**What to produce**
Print every one of the following entries word for word, with no changes.
═════ Task inputs
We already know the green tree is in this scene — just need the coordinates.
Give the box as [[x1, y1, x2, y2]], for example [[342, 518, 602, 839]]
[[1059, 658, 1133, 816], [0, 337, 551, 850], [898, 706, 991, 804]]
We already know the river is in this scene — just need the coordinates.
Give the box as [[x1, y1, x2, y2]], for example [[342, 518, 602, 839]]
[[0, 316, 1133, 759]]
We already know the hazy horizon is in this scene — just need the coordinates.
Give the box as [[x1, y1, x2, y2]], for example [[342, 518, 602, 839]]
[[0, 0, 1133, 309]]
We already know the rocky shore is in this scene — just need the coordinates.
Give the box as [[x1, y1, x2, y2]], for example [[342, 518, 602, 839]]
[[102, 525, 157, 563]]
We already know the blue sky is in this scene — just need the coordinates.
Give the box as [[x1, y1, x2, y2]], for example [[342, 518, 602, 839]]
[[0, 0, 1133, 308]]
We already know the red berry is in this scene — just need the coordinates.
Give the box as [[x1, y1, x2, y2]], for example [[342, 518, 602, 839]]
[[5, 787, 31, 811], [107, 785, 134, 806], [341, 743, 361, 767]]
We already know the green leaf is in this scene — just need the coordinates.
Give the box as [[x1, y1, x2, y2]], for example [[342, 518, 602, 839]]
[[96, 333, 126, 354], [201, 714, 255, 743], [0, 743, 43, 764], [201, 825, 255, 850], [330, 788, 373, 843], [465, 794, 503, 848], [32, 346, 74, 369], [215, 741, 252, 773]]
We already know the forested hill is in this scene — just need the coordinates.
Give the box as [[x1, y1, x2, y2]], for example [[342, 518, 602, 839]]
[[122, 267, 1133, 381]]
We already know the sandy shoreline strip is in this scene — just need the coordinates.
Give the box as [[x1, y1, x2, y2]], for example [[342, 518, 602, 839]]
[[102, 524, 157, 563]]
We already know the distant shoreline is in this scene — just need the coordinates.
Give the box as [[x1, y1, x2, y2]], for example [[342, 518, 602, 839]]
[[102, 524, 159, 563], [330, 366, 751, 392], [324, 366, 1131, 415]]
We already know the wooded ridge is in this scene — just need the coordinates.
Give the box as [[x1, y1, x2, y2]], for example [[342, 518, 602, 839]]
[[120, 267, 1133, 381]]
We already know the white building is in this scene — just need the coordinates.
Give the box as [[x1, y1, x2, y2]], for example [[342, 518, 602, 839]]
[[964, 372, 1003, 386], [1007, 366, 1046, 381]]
══════════
**Exercise result**
We already know the green tree is in this scene — just need the coordinates.
Give the box as [[x1, y1, x2, y2]], for example [[342, 518, 602, 839]]
[[1059, 658, 1133, 816], [0, 337, 551, 850], [898, 706, 991, 804]]
We already know the river is in this scene — just need the coordinates.
Give the box as [[x1, y1, x2, y2]], for example [[342, 518, 602, 839]]
[[0, 316, 1133, 759]]
We already know the hazy horizon is in this scene — just need the coordinates.
Give the box as [[x1, y1, x2, y2]], for example [[342, 518, 602, 839]]
[[0, 0, 1133, 309]]
We already know the rocky shore is in this scene — just need the coordinates.
Give the box as [[x1, y1, x2, y2]], for example [[342, 518, 602, 839]]
[[102, 525, 157, 563]]
We already know the blue sky is in this scene — just need the coordinates.
Give the box as [[x1, y1, x2, y2]], for example [[342, 518, 602, 839]]
[[0, 0, 1133, 308]]
We already know the red berry is in this scene — just need the coordinates.
Give the box as [[x1, y1, x2, y2]], for example [[342, 518, 602, 839]]
[[5, 787, 31, 811], [107, 785, 134, 806], [341, 743, 361, 767]]
We already know the green leaf is in this scene — just need the coordinates.
Give the box as [[x1, y1, x2, y2]], for example [[342, 518, 602, 839]]
[[96, 333, 126, 354], [201, 714, 255, 743], [0, 743, 43, 764], [201, 825, 255, 850], [330, 788, 373, 843], [465, 794, 503, 848], [32, 346, 74, 369], [215, 741, 252, 773]]
We already know the forested hill is in this scene — just need the coordinates.
Give the box as [[x1, y1, x2, y2]], for example [[342, 518, 602, 839]]
[[122, 267, 1133, 381]]
We already know the sandy shoreline strip is in this scene — just need the coordinates.
Give the box as [[x1, y1, x2, y2]], for example [[342, 518, 602, 839]]
[[102, 524, 157, 563]]
We already know the distant shoreline is in this scene — just need the coordinates.
Give the box as [[x1, y1, x2, y2]], for example [[342, 518, 602, 839]]
[[102, 524, 159, 563], [330, 366, 751, 392], [324, 366, 1131, 415]]
We already know the wooded ridge is in this scene — just need the coordinates.
Give the box as [[x1, y1, x2, y2]], for example [[342, 518, 602, 839]]
[[120, 267, 1133, 381]]
We already know the white building is in this scene — just need the coordinates.
Give the box as [[x1, y1, x2, y2]], for example [[342, 518, 602, 839]]
[[964, 372, 1003, 386], [1007, 366, 1046, 381]]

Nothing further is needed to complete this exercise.